## DATA FOR THIS EXERCISE:
##########
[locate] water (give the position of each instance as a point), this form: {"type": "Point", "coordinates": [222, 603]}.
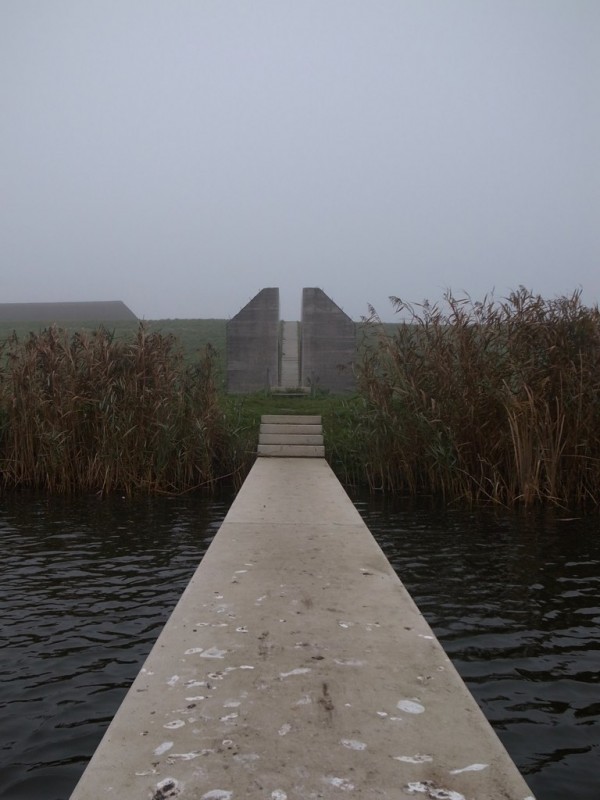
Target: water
{"type": "Point", "coordinates": [87, 585]}
{"type": "Point", "coordinates": [86, 588]}
{"type": "Point", "coordinates": [515, 601]}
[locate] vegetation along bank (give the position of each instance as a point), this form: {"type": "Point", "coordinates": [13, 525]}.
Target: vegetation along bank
{"type": "Point", "coordinates": [495, 401]}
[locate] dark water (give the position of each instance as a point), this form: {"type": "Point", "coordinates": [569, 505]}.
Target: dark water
{"type": "Point", "coordinates": [515, 600]}
{"type": "Point", "coordinates": [87, 584]}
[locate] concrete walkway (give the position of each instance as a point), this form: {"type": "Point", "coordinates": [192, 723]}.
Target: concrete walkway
{"type": "Point", "coordinates": [297, 667]}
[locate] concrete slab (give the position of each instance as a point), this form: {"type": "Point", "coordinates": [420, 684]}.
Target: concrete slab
{"type": "Point", "coordinates": [296, 667]}
{"type": "Point", "coordinates": [293, 429]}
{"type": "Point", "coordinates": [291, 450]}
{"type": "Point", "coordinates": [290, 438]}
{"type": "Point", "coordinates": [291, 419]}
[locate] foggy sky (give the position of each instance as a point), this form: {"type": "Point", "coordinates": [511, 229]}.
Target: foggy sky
{"type": "Point", "coordinates": [180, 155]}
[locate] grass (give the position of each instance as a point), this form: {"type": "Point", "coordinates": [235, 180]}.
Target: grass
{"type": "Point", "coordinates": [97, 412]}
{"type": "Point", "coordinates": [467, 401]}
{"type": "Point", "coordinates": [486, 401]}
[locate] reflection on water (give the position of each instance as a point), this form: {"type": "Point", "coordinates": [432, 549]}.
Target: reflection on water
{"type": "Point", "coordinates": [515, 601]}
{"type": "Point", "coordinates": [86, 588]}
{"type": "Point", "coordinates": [87, 585]}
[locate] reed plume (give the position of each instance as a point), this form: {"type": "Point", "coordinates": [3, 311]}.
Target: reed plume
{"type": "Point", "coordinates": [486, 400]}
{"type": "Point", "coordinates": [91, 412]}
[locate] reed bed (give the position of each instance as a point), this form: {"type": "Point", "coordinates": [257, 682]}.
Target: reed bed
{"type": "Point", "coordinates": [93, 412]}
{"type": "Point", "coordinates": [490, 400]}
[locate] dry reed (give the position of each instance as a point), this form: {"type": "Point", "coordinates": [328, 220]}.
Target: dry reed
{"type": "Point", "coordinates": [485, 400]}
{"type": "Point", "coordinates": [91, 412]}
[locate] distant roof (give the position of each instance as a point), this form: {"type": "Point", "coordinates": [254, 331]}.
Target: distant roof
{"type": "Point", "coordinates": [100, 311]}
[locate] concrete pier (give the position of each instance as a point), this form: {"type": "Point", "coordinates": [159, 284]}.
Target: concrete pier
{"type": "Point", "coordinates": [296, 666]}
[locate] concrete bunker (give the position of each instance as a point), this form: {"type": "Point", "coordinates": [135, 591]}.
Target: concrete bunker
{"type": "Point", "coordinates": [265, 353]}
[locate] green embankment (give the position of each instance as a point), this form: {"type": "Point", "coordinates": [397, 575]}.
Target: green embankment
{"type": "Point", "coordinates": [476, 402]}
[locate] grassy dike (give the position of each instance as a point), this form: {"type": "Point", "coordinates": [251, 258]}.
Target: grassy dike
{"type": "Point", "coordinates": [494, 402]}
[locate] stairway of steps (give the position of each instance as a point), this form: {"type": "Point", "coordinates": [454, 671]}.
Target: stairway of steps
{"type": "Point", "coordinates": [291, 436]}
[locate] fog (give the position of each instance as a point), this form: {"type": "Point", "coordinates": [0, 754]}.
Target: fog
{"type": "Point", "coordinates": [181, 155]}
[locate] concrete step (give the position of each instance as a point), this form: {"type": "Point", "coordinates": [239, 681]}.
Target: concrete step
{"type": "Point", "coordinates": [290, 419]}
{"type": "Point", "coordinates": [290, 429]}
{"type": "Point", "coordinates": [291, 438]}
{"type": "Point", "coordinates": [291, 450]}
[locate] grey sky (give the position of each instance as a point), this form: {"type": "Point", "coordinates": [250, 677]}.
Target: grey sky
{"type": "Point", "coordinates": [182, 154]}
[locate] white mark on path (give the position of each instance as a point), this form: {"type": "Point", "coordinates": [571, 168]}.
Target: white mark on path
{"type": "Point", "coordinates": [299, 671]}
{"type": "Point", "coordinates": [213, 652]}
{"type": "Point", "coordinates": [185, 756]}
{"type": "Point", "coordinates": [304, 701]}
{"type": "Point", "coordinates": [339, 783]}
{"type": "Point", "coordinates": [168, 787]}
{"type": "Point", "coordinates": [416, 759]}
{"type": "Point", "coordinates": [470, 768]}
{"type": "Point", "coordinates": [353, 744]}
{"type": "Point", "coordinates": [246, 758]}
{"type": "Point", "coordinates": [410, 706]}
{"type": "Point", "coordinates": [433, 792]}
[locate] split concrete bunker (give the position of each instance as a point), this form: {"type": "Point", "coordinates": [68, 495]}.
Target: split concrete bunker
{"type": "Point", "coordinates": [267, 354]}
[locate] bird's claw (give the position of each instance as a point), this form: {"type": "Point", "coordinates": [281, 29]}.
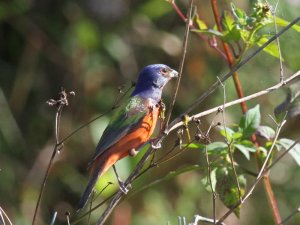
##########
## REQUIREMENT:
Every entry above needs to be duplicated exactly, without its images.

## PROBLEM SOLUTION:
[locate] water (give the position of each instance as a point), this form: {"type": "Point", "coordinates": [222, 603]}.
Target: water
{"type": "Point", "coordinates": [87, 585]}
{"type": "Point", "coordinates": [86, 588]}
{"type": "Point", "coordinates": [515, 601]}
[locate] vegetation along bank (give the position of each instance as a point), this form: {"type": "Point", "coordinates": [13, 525]}.
Target: vegetation along bank
{"type": "Point", "coordinates": [495, 401]}
[locate] dark water (give the position of each instance as a point), this form: {"type": "Point", "coordinates": [569, 505]}.
Target: dark water
{"type": "Point", "coordinates": [515, 600]}
{"type": "Point", "coordinates": [87, 584]}
[locate] concrete walkway (give the position of each instance as a point), this form: {"type": "Point", "coordinates": [192, 723]}.
Target: concrete walkway
{"type": "Point", "coordinates": [297, 667]}
[locate] concrete slab (give the position of each instance as a point), this form: {"type": "Point", "coordinates": [420, 684]}.
Target: concrete slab
{"type": "Point", "coordinates": [296, 667]}
{"type": "Point", "coordinates": [293, 429]}
{"type": "Point", "coordinates": [291, 450]}
{"type": "Point", "coordinates": [290, 438]}
{"type": "Point", "coordinates": [291, 419]}
[locate] foggy sky (give the position of each instance as a point), this form: {"type": "Point", "coordinates": [511, 229]}.
Target: foggy sky
{"type": "Point", "coordinates": [180, 155]}
[locate] grass (give the position of each instance as a point), this form: {"type": "Point", "coordinates": [235, 180]}.
Target: grass
{"type": "Point", "coordinates": [97, 412]}
{"type": "Point", "coordinates": [467, 401]}
{"type": "Point", "coordinates": [486, 401]}
[locate] reflection on water (give the position of each instance as a point), this form: {"type": "Point", "coordinates": [432, 549]}.
Target: reflection on water
{"type": "Point", "coordinates": [515, 601]}
{"type": "Point", "coordinates": [86, 588]}
{"type": "Point", "coordinates": [87, 585]}
[locate] reed plume (give the position of each instance as a point), this form: {"type": "Point", "coordinates": [3, 311]}.
Target: reed plume
{"type": "Point", "coordinates": [486, 400]}
{"type": "Point", "coordinates": [91, 412]}
[locate] reed bed (give the position of each instance as a point), this form: {"type": "Point", "coordinates": [257, 682]}.
Target: reed bed
{"type": "Point", "coordinates": [93, 412]}
{"type": "Point", "coordinates": [490, 400]}
[locate] dry reed (give the position of each instance as a point), this form: {"type": "Point", "coordinates": [328, 220]}.
Target: dry reed
{"type": "Point", "coordinates": [485, 400]}
{"type": "Point", "coordinates": [91, 412]}
[locate] distant roof (give the position of each instance as a point), this form: {"type": "Point", "coordinates": [254, 331]}.
Target: distant roof
{"type": "Point", "coordinates": [100, 311]}
[locate] concrete pier (give the position of each instance as a point), this form: {"type": "Point", "coordinates": [159, 284]}.
Target: concrete pier
{"type": "Point", "coordinates": [296, 666]}
[locate] concrete bunker (give the position of each instance as a point), this form: {"type": "Point", "coordinates": [135, 591]}.
Target: concrete bunker
{"type": "Point", "coordinates": [265, 353]}
[locate] green embankment (give the position of each instance as a point), this form: {"type": "Point", "coordinates": [397, 575]}.
Target: green embankment
{"type": "Point", "coordinates": [476, 402]}
[locate] grassy dike (give the position of each instance as a point), this form: {"type": "Point", "coordinates": [251, 258]}.
Target: grassy dike
{"type": "Point", "coordinates": [494, 402]}
[locate] stairway of steps (give the position of each instance as a point), this form: {"type": "Point", "coordinates": [454, 671]}.
Target: stairway of steps
{"type": "Point", "coordinates": [291, 436]}
[locate] fog (give the position of each instance as a point), this form: {"type": "Point", "coordinates": [0, 754]}.
Target: fog
{"type": "Point", "coordinates": [181, 155]}
[locate] concrete step (give the position of each instance as a point), this form: {"type": "Point", "coordinates": [239, 681]}.
Target: concrete step
{"type": "Point", "coordinates": [290, 419]}
{"type": "Point", "coordinates": [290, 429]}
{"type": "Point", "coordinates": [291, 438]}
{"type": "Point", "coordinates": [291, 450]}
[locate] grey sky (give the position of each instance as a point), this form: {"type": "Point", "coordinates": [250, 677]}.
Target: grey sky
{"type": "Point", "coordinates": [182, 154]}
[locate] white mark on path (give the position of each instance as a point), this form: {"type": "Point", "coordinates": [571, 168]}.
Target: white mark on path
{"type": "Point", "coordinates": [299, 671]}
{"type": "Point", "coordinates": [213, 652]}
{"type": "Point", "coordinates": [185, 756]}
{"type": "Point", "coordinates": [304, 701]}
{"type": "Point", "coordinates": [339, 783]}
{"type": "Point", "coordinates": [168, 787]}
{"type": "Point", "coordinates": [416, 759]}
{"type": "Point", "coordinates": [470, 768]}
{"type": "Point", "coordinates": [353, 744]}
{"type": "Point", "coordinates": [246, 758]}
{"type": "Point", "coordinates": [410, 706]}
{"type": "Point", "coordinates": [433, 792]}
[locate] split concrete bunker (give the position of each instance as a point), this form: {"type": "Point", "coordinates": [68, 495]}.
Target: split concrete bunker
{"type": "Point", "coordinates": [267, 354]}
[locate] bird's claw (give the position of each instance as a point), this form: {"type": "Point", "coordinates": [281, 29]}.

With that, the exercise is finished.